Rewrite the rows from the line containing "Point out every instance of the blurred" through the end of the rows, both ends included, keeping the requests as they are. Add -112 to every coordinate value in the answers.

(Object location annotation data)
_ _ _

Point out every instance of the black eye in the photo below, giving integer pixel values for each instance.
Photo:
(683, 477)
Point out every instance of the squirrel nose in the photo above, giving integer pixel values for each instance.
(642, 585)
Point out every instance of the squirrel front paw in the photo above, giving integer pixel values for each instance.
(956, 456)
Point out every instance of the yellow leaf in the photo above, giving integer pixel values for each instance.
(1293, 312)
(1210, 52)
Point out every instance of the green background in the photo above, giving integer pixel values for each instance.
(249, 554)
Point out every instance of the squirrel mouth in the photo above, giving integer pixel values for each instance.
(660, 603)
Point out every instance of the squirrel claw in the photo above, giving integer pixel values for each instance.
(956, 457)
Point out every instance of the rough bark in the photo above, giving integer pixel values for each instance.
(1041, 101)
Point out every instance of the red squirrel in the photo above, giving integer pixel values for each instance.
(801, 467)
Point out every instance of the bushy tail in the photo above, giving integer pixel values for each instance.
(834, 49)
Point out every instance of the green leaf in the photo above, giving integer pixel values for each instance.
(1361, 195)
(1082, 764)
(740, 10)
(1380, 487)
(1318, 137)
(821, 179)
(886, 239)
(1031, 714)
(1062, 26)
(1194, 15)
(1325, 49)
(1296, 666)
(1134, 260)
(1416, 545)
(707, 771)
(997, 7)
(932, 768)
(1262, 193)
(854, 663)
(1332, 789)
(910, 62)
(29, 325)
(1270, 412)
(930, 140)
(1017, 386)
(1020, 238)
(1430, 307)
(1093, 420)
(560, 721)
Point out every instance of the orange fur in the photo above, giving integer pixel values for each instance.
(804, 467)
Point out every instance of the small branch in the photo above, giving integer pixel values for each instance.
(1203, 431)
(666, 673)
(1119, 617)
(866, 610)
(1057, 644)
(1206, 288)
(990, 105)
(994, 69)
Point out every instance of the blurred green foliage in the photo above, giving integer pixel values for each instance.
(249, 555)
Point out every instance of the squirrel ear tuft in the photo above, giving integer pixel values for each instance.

_ _ _

COMPLETED TASK:
Point out every instance of the blurred green foliage in the photo above, giving integer pixel values for each instance.
(137, 443)
Point out every instance of the squirrel ear tuft in the photo above, giving integer pixel values for each instance.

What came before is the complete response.